What is required - In the text on Britain's vote to leave the European Union, who says that a whole continent is taken hostage because of an internal fight in the Tory party?

Selected text -

Learning from Britain’s unnecessary crisis
ELITES are in trouble. High lev els of immigration are destabilising our democracies. Politicians who put their short-term political interests over their countries’ needs reap the whirlwind — for themselves but, more importantly, for their nations. Citizens who live in the economically ailing peripheries of wealthy nations are in revolt against well-off and cosmopolitan metropolitan areas. Older voters lock in decisions that young voters reject. Traditional political parties on the left and right are being torn asunder.
One of the few good things about Britain’s vote to leave the European Union is the rich curriculum of lessons it offers leaders and electorates in other democracies. History is unlikely to be kind to British Prime Minister David Cameron. Last week’s referendum was not the product of broad popular demand. Cameron called it to solve a short-term political problem and get through an election. His Conservative Party was split on Europe and feared haemorrhaging votes to the right-wing, anti-Europe, anti-immigrant UK Independence Party (UKIP).
Cameron figured that kicking his troubles down the road by promising a future plebiscite on Europe could make them go away. Instead, he turned a normal electoral challenge into a profound crisis that could lead to breakup of his country while threatening Europe’s future. The devastating complaint of Martin Schulz, president of European Parliament: “A whole continent is taken hostage because of an internal fight in Tory party.”
For all the Union Jacks hoisted at Leave rallies, the nationalism behind this was English, not British. England voted to get out of the EU, Scotland overwhelmingly to stay. Northern Ireland also favoured Remain, while Wales split narrowly for Leave, its more English parts voting like England. Suddenly, for Scots who want their country to be independent, their nationalism becomes a form of pro-European internationalism. To stay in Europe, they have to escape Britain. After a difficult but successful struggle for peace, Northern Ireland’s status is now also in doubt. Don’t trash democracy or the voters. Where complicated choices are involved — and Brexit defines complexity — leaders in representative democracies need the guts to make hard calls and submit themselves to voters afterward. They should not use referendums purely to evade responsibility. In fact, now that this road has been opened, real democrats should demand a second referendum on the terms of an exit deal. On Thursday, voters bet that the unknown would be better than the known. They should get to vote again on the full implications of what they set in motion.

Raw records -
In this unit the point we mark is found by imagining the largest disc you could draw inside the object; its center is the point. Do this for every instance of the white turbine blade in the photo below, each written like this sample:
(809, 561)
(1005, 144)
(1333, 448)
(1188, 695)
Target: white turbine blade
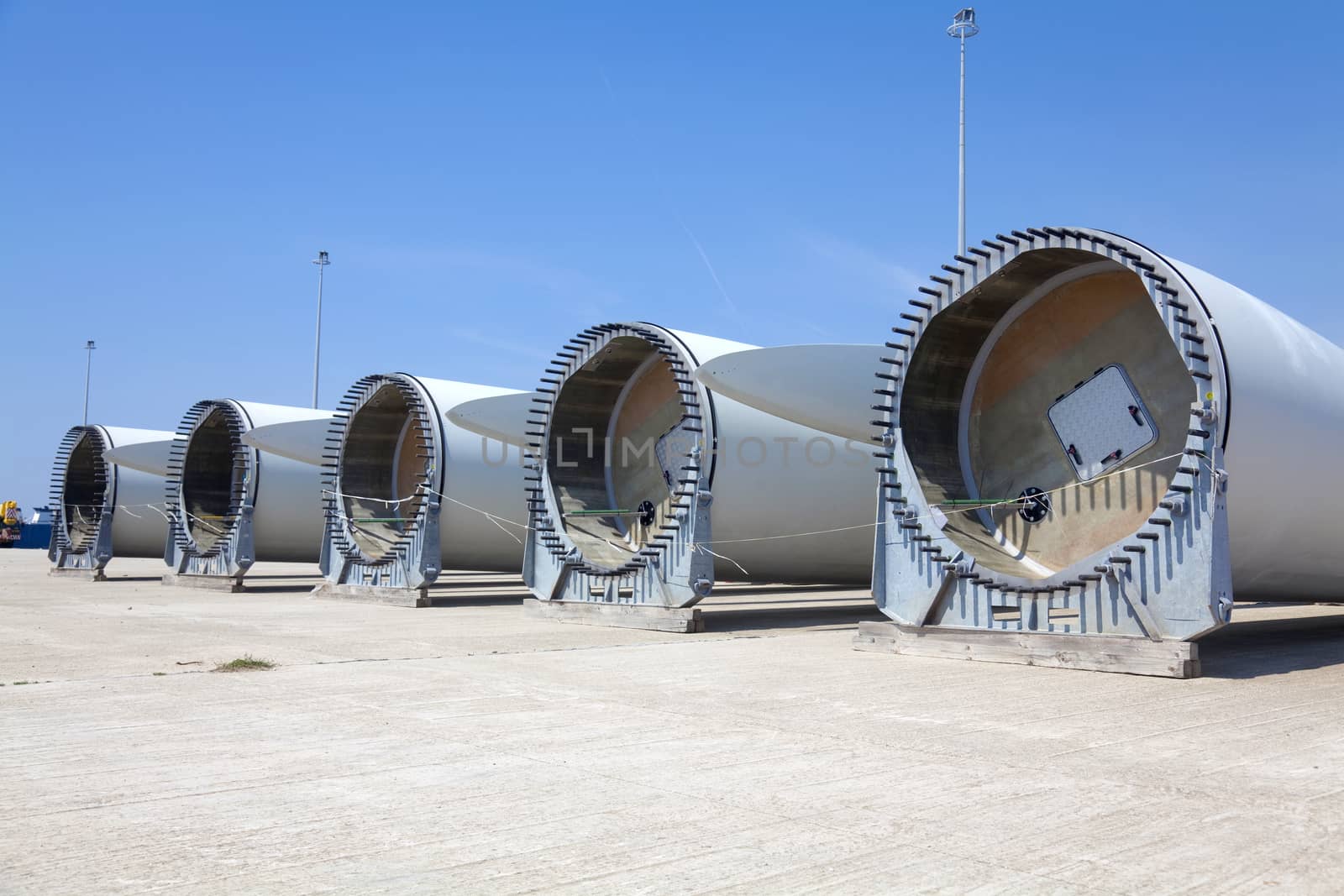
(147, 457)
(499, 417)
(827, 387)
(300, 441)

Exercise result - Martin Schulz, president of the European Parliament.